**Objectif de l'exercice:** Dans le texte sur le procès Lubanga, recopiez à l'identique tout ce qui va de « Les juges vont » jusqu'à « part des procureurs. ».

**Texte fourni:**
------------------------------------
Le
procès Lubanga touche à sa fin
25 août. Les plaidoiries des avocats de la défense
Le 24 août dernier, les procureurs et les avocats des victimes
ont demandé aux juges de reconnaître Thomas Lubanga coupable
de crimes de guerre pour l’enrôlement, la conscription et
l’utilisation d’enfants soldats. Une des avocates des victimes
a demandé que l’esclavage sexuel soit pris comme circonstance
aggravante dans l’estimation de la peine, si la culpabilité
du prévenu était décidée. Le vendredi 25,
les avocats de la défense ont présenté leurs conclusions.
Les juges vont se retirer en vue de prononcer un jugement final.
Selon les avocats de la défense, les accusations des
procureurs ne sont pas prouvées
Durant deux heures les deux avocats de la défense ont argumenté
pour convaincre les juges d’acquitter M. Lubanga pour faute de
preuves et pour des raisons formelles et juridiques.
Catherine Mabille, l’avocate principale de M. Lubanga a rappelé
que cinq ans et demi de procédure n’était pas un
« délai raisonnable » et que la procédure
avait été entachée de « graves dysfonctionnements
» de la part des procureurs.
Elle a aussi maintenu que la question posée était de «
savoir si les preuves correspondaient aux charges », et a répondu
négativement à celle-ci, en faisant valoir que les preuves
n’étaient pas valables.
------------------------------------
**Enregistrements d'annotation par points:**

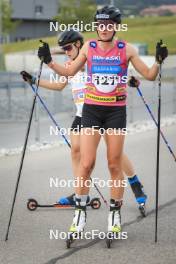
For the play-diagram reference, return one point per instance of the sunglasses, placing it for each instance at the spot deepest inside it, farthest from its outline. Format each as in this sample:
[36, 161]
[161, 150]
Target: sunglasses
[102, 24]
[68, 47]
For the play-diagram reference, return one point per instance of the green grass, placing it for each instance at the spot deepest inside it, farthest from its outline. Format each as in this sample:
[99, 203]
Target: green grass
[141, 30]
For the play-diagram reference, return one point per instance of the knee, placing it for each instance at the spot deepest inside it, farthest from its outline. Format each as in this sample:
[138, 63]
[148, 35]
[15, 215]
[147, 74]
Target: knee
[87, 165]
[114, 165]
[75, 152]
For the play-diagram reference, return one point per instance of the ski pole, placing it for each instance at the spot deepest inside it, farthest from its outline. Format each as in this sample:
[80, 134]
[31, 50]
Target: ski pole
[65, 139]
[158, 154]
[24, 150]
[152, 116]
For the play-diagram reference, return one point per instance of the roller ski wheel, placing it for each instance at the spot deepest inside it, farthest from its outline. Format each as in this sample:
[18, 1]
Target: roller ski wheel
[69, 241]
[32, 204]
[95, 203]
[71, 238]
[109, 240]
[142, 210]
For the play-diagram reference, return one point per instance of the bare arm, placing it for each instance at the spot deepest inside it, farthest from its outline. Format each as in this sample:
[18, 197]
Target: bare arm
[53, 85]
[148, 73]
[76, 65]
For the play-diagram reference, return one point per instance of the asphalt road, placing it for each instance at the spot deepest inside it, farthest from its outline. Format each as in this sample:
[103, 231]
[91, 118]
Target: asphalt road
[29, 241]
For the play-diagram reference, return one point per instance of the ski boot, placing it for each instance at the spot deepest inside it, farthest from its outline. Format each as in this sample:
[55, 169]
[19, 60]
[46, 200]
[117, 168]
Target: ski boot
[70, 200]
[114, 222]
[138, 191]
[78, 224]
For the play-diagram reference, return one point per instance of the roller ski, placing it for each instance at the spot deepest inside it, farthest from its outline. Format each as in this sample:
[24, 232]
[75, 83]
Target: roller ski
[63, 203]
[140, 196]
[77, 226]
[114, 223]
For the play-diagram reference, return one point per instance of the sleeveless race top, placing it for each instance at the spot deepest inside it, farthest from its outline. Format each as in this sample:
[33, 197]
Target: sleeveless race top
[107, 75]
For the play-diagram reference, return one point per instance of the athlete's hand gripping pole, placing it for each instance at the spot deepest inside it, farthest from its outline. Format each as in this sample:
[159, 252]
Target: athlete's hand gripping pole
[24, 149]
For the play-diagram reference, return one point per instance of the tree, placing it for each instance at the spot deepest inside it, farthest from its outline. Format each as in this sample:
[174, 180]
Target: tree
[71, 11]
[7, 24]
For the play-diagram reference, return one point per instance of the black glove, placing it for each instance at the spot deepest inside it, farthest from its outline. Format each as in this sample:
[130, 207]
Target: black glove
[133, 82]
[28, 77]
[161, 52]
[44, 52]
------------------------------------
**Réponse attendue:**
Les juges vont se retirer en vue de prononcer un jugement final.
Selon les avocats de la défense, les accusations des
procureurs ne sont pas prouvées
Durant deux heures les deux avocats de la défense ont argumenté
pour convaincre les juges d’acquitter M. Lubanga pour faute de
preuves et pour des raisons formelles et juridiques.
Catherine Mabille, l’avocate principale de M. Lubanga a rappelé
que cinq ans et demi de procédure n’était pas un
« délai raisonnable » et que la procédure
avait été entachée de « graves dysfonctionnements
» de la part des procureurs.